Set exercise →
Copy out every one of the items below word for word, but leave the pictures out of your answer.

__________

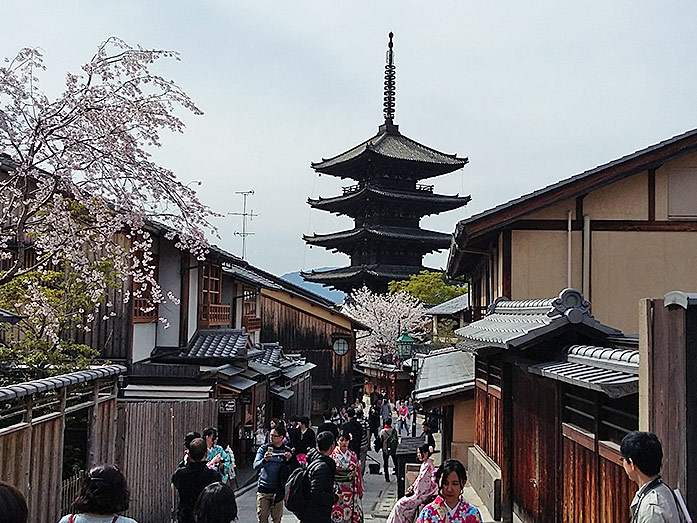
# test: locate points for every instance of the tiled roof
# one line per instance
(56, 382)
(457, 304)
(9, 317)
(392, 144)
(614, 372)
(218, 344)
(516, 324)
(384, 232)
(444, 372)
(250, 276)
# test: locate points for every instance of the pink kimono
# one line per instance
(349, 482)
(424, 488)
(437, 512)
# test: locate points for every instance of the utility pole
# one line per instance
(244, 215)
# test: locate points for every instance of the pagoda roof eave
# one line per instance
(382, 233)
(434, 202)
(391, 145)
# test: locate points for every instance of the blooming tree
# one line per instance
(78, 184)
(386, 315)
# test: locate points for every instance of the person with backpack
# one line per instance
(642, 457)
(310, 491)
(273, 462)
(390, 440)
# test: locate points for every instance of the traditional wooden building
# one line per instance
(386, 203)
(619, 232)
(555, 392)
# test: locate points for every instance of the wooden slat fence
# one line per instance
(31, 447)
(149, 447)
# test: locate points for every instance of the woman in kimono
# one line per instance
(420, 492)
(449, 506)
(349, 483)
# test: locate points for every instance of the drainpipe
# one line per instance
(568, 250)
(586, 256)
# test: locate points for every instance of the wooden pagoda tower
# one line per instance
(386, 204)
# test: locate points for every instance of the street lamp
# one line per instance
(405, 346)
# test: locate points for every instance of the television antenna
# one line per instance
(245, 215)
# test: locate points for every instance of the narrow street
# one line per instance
(378, 499)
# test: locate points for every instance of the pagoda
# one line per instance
(386, 203)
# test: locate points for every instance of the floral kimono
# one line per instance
(349, 488)
(424, 488)
(437, 512)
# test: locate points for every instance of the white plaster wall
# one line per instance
(143, 340)
(170, 281)
(193, 303)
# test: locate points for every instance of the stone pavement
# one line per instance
(378, 499)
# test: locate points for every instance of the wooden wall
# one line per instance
(298, 331)
(31, 452)
(149, 447)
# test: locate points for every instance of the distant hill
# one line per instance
(294, 277)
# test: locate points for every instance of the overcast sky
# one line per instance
(531, 92)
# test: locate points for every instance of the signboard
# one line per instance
(246, 398)
(227, 406)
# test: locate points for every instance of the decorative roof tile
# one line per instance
(217, 344)
(516, 324)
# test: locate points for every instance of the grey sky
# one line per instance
(531, 92)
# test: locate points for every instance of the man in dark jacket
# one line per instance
(192, 479)
(329, 425)
(355, 430)
(321, 469)
(273, 462)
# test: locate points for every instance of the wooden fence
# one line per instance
(32, 428)
(149, 447)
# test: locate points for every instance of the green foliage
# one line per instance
(54, 305)
(430, 287)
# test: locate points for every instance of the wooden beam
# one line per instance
(652, 195)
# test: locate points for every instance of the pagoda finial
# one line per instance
(389, 99)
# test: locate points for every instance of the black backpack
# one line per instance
(298, 489)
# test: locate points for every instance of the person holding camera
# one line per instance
(273, 462)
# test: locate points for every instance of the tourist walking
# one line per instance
(419, 492)
(365, 438)
(450, 506)
(272, 462)
(307, 440)
(642, 457)
(217, 458)
(192, 479)
(328, 424)
(102, 496)
(321, 469)
(349, 483)
(389, 441)
(216, 504)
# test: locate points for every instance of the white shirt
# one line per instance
(657, 506)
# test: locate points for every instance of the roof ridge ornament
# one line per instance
(389, 94)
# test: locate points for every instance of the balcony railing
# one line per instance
(214, 315)
(251, 323)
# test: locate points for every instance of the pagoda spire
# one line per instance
(389, 96)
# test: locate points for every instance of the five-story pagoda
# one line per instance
(387, 204)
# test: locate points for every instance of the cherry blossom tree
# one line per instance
(78, 184)
(386, 315)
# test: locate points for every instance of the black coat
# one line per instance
(190, 482)
(356, 431)
(322, 497)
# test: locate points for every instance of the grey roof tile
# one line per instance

__________

Exercise result →
# test: locate points for every instance of the tiled roof
# one line per instance
(56, 382)
(457, 304)
(9, 317)
(392, 144)
(614, 372)
(218, 344)
(516, 324)
(384, 232)
(444, 372)
(250, 276)
# test: locate points for every instance of the pink kimono
# one line per instance
(349, 482)
(424, 488)
(437, 512)
# test: locate points for every instance of the utility pole
# one line per instance
(244, 215)
# test: locate points for every instance of the pagoda roof eave
# one line per instance
(382, 233)
(434, 202)
(391, 145)
# test: locate points for every instance of the blooming tree
# one line per instance
(78, 184)
(386, 315)
# test: locate points for every instance of the person with backpack
# one line per instance
(642, 457)
(310, 491)
(273, 462)
(390, 440)
# test: locate points for every instance of the traditional wooden building
# one line per instance
(386, 203)
(619, 232)
(555, 392)
# test: locate points for every instance of the wooden slat fence
# one line per instance
(31, 447)
(149, 447)
# test: locate points for every instance of the woman in kimono
# one line per instance
(420, 492)
(449, 506)
(349, 483)
# test: locate points for every instance of the drainpipe
# one line per instance
(568, 250)
(586, 256)
# test: locate points for every instance of the wooden pagoda tower
# one line per instance
(386, 204)
# test: locate points for every instance of the street lamp
# one line per instance
(405, 346)
# test: locate points for every instance of the television antenna
# one line per instance
(245, 215)
# test: locate points for every instance of the narrow street
# one line per instance
(378, 499)
# test: locate points for every instance of the pagoda
# one line per instance
(386, 203)
# test: locate points for every instance of the floral kimono
# one line per instance
(349, 488)
(424, 488)
(437, 512)
# test: locate points for every instance of the white plaster wall
# one line per instance
(143, 340)
(170, 281)
(193, 303)
# test: locate points for every instance of the stone pavement
# one line per instance
(378, 499)
# test: locate points for every instance of the wooden wall
# one line per instance
(298, 331)
(31, 452)
(149, 447)
# test: locate points for every instance of the distant hill
# one line per instance
(294, 277)
# test: locate points for every instance of the overcast sky
# one line per instance
(531, 92)
# test: locate points for every instance of the signboard
# one line per instance
(246, 398)
(227, 406)
# test: locate points for every instance of the decorative roof tile
# one line per instance
(217, 344)
(516, 324)
# test: locate points for every instance of the grey sky
# one line per instance
(531, 92)
# test: locate points for every instance of the man in dark jacket
# one line per instance
(192, 479)
(329, 425)
(355, 430)
(321, 469)
(273, 462)
# test: locate points for every instance of the wooden fence
# one line per instance
(32, 428)
(149, 447)
# test: locate points for every instance of the green foliage
# one line per instance
(54, 305)
(430, 287)
# test: locate points for every instance of the wooden beam
# one line per instance
(652, 195)
# test: locate points for every instance of the pagoda finial
# one line per instance
(389, 99)
# test: locate points for every instance of the black backpack
# one line per instance
(298, 489)
# test: locate points for every instance of the person holding camera
# one line per instance
(273, 462)
# test: locate points for every instance of the tourist walking
# one line per instance
(419, 492)
(365, 438)
(450, 506)
(272, 462)
(307, 440)
(642, 457)
(217, 458)
(192, 479)
(328, 424)
(102, 496)
(321, 469)
(349, 483)
(389, 441)
(216, 504)
# test: locate points for every instance of the white shirt
# one line per instance
(657, 506)
# test: locate points for every instance of the roof ridge ornament
# one line per instance
(389, 94)
# test: locate points for every instance of the balcony railing
# one line per instance
(214, 315)
(251, 323)
# test: locate points for every instance of the pagoda spire
# one line per instance
(389, 96)
# test: locate points for every instance of the five-story pagoda
# one line per instance
(387, 204)
# test: locate points for every instance of the cherry blossom tree
# one line per instance
(78, 184)
(386, 315)
# test: locate points for every instance of the black coat
# one line per instance
(190, 482)
(356, 431)
(322, 497)
# test: locate points for every instance of the grey roof tile
# one line per instance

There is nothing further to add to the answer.